Short problem => Copy out the lines word for word, beginning with the line that contains "Target: woman's hand" and continuing through the line that contains "POLYGON ((106 120, 120", both included.

Task data =>
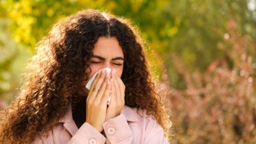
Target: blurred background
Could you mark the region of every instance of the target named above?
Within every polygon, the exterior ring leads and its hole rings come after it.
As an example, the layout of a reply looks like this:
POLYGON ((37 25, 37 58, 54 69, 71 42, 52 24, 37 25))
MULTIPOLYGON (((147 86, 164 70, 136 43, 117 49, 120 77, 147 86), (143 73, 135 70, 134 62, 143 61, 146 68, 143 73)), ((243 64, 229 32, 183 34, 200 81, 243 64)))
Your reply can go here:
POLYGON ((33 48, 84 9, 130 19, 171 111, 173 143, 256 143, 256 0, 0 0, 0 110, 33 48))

* * *

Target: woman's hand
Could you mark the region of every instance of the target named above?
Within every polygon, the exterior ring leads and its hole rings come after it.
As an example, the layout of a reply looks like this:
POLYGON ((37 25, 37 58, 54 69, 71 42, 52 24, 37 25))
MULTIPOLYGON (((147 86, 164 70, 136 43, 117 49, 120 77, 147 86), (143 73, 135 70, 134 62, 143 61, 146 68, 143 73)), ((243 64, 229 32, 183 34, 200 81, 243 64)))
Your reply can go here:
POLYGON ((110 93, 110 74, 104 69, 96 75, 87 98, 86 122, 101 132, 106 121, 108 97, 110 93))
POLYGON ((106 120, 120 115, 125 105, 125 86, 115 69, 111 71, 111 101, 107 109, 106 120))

Final answer =>
Target: woman's hand
Could you mark the region of every instance of the target named above?
Within every polygon, the exterior ring leads and its hole rings come after it.
As an example, the layout of a reply looks like this:
POLYGON ((37 25, 37 58, 54 69, 71 42, 52 24, 37 25))
MULTIPOLYGON (((147 86, 164 70, 136 43, 117 49, 120 77, 147 86), (143 73, 135 70, 134 62, 143 61, 146 68, 143 73)), ((243 64, 229 32, 183 34, 200 81, 243 64)))
Your reply can go here:
POLYGON ((110 93, 110 74, 104 69, 96 75, 87 98, 86 122, 101 132, 106 121, 108 97, 110 93))
POLYGON ((106 120, 120 115, 125 105, 125 86, 115 69, 111 71, 111 101, 107 109, 106 120))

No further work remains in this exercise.